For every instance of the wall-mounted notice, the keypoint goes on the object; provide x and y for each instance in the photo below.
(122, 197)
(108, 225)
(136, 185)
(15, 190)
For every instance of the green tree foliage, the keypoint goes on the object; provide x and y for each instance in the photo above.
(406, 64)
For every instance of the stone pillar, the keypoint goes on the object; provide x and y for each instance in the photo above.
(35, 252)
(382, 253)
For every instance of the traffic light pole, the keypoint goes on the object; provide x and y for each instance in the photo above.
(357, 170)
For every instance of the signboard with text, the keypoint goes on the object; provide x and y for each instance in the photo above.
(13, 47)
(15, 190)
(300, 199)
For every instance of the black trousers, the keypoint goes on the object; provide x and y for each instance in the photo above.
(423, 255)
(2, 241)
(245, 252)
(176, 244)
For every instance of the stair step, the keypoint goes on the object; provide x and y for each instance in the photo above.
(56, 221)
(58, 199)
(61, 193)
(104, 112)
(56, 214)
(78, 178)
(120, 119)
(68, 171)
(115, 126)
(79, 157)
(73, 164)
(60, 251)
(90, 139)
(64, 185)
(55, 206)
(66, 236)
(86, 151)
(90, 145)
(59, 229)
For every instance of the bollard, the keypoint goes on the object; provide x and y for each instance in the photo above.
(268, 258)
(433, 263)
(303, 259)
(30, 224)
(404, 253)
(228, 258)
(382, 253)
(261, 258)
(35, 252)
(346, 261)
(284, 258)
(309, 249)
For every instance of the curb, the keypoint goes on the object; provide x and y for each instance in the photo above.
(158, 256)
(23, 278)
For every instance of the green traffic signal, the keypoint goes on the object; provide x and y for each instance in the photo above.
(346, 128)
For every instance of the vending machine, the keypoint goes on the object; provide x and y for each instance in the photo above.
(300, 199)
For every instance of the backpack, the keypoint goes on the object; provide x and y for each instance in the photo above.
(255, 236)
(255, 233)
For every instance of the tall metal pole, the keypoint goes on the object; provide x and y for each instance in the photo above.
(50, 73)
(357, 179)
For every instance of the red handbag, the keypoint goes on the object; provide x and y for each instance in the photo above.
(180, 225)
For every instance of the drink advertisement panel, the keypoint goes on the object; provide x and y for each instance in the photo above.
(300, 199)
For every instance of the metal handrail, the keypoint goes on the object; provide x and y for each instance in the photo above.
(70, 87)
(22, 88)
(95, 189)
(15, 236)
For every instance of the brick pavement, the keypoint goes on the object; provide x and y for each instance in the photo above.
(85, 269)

▶ **WHAT YOU HAVE TO DO**
Please set down all the data word for word.

▶ **WRITTEN SOLUTION**
For every instance of the wall-mounted notice, the keypoint goes on the object; provide x and y for each instance in the photo below.
(122, 197)
(108, 225)
(136, 185)
(15, 190)
For every instance of the green tree foliage, the keypoint goes on the object; provide x and y for each instance in the photo above.
(406, 64)
For every instance of the stone pillar, the keypoint goes on the object; provide x and y for each instance in the photo above.
(35, 252)
(382, 253)
For every instance of the traffic light pole, the keypoint goes on the object; provide x and y for each instance in the photo above.
(357, 170)
For every instance of the signboard with text, the keypoint goes on the object; provide x and y for each instance in the photo above.
(13, 47)
(15, 190)
(300, 199)
For every instance of the black trousers, the keypoint goes on the object; provide x and y for each instance in the photo above.
(423, 255)
(2, 241)
(245, 252)
(176, 244)
For every instance of the stair step, the keypoint goes on the object; provide x and y for each instance in the photo above.
(56, 221)
(58, 199)
(61, 193)
(104, 112)
(56, 214)
(78, 178)
(120, 119)
(68, 171)
(115, 126)
(79, 157)
(73, 164)
(60, 251)
(90, 139)
(64, 185)
(55, 206)
(66, 236)
(86, 151)
(90, 145)
(59, 229)
For every instance of the bollard, the keypoint goes on the object; provide x and y for each instance in the photo above.
(268, 258)
(433, 263)
(303, 259)
(30, 224)
(404, 253)
(228, 258)
(382, 253)
(261, 258)
(35, 252)
(346, 261)
(284, 258)
(309, 249)
For every instance of the curb, the keypoint goes on the object; provide x and y for each instance in the photo above.
(158, 256)
(23, 278)
For every instance of the green traffic signal, the keypoint goes on the object; provide x and y for each instance in the photo above.
(346, 128)
For every instance of the vending machine, the keypoint goes on the object; provide x and y for each instance in the photo above.
(300, 199)
For every instance of the backpack, the keypoint goes on the object; provide x and y for each instance in the photo above.
(255, 236)
(255, 233)
For every instance of the tall metal pole, the keypoint goes on the object; provide x and y for each instance in the photo above.
(50, 73)
(357, 179)
For every instance of the red handbag, the keypoint goes on the object; provide x and y for each instance in the photo above.
(180, 225)
For every instance of the drink advertisement panel, the keypoint goes on the object; provide x and y for each instance in the photo above.
(300, 199)
For every instance of the metal handrail, the keypoint goes on the object; provide x and y for each instance in the photo above.
(70, 87)
(22, 88)
(95, 189)
(15, 236)
For every instance of the brick pavement, the keypoint goes on the object; provide x and y for each instance in the photo above.
(85, 269)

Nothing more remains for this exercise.